● Reading text
=== Begin Enclosure ===

New Study Confirms Supportive Parenting Does Not Hurt Gender Non-Conforming Children

by Bedford Hope on January 12, 2010

I’ve had the opportunity to read a draft of a recent study by Hill, D.B., Menvielle, E., Sica, K.M., &  Johnson, A. (2010), of children in different therapeutic environments published in The Journal of Sex & Marital Therapy shows that supportive / accepting parenting is associated with lower rates of mental illness. From the abstract:

When [CNMC group participant’s children were] compared to children at other gender identity clinics in Canada and The Netherlands, parents rated their children’s gender variance as no less extreme, but their children were overall less pathological.

This is what I take from the study; I’m not a scientist and I can’t speak to the statistical analysis, I’m just looking at the text of the study itself:

  1. Supportive parenting which acknowledges and accepts a child’s gender non-conformity is good for kids; even when this non-conformity leads to awkward social situations and various degrees of peer disapproval. Taking the good with the bad, supportive parenting is associated with better outcomes than suppressing these behaviors completely ‘for the child’s own good.’
  2. Accepting and affirming a child’s impulses and deeply held feelings, while setting some boundaries on a child’s gender expression to lessen peer / community issues works well for many of the children in this sample.

=== End Enclosure ===

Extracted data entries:
=== Begin Enclosure ===

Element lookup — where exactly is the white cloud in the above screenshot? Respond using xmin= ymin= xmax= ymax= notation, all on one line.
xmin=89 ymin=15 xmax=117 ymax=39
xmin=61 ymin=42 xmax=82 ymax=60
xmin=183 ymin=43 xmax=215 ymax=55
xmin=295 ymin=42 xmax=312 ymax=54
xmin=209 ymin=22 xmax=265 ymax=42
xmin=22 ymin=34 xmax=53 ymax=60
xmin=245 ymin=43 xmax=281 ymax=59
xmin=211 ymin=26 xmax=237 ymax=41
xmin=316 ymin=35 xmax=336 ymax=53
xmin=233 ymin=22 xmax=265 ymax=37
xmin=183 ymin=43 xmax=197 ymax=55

=== End Enclosure ===

● Set of tasks
(a) List the authors of the study named in the article on supportive parenting.
(b) According to the article on supportive parenting, in which journal was the study published?

● Task-by-task results
(a) Hill, D.B.; Menvielle, E.; Sica, K.M.; Johnson, A.

(b) The Journal of Sex & Marital Therapy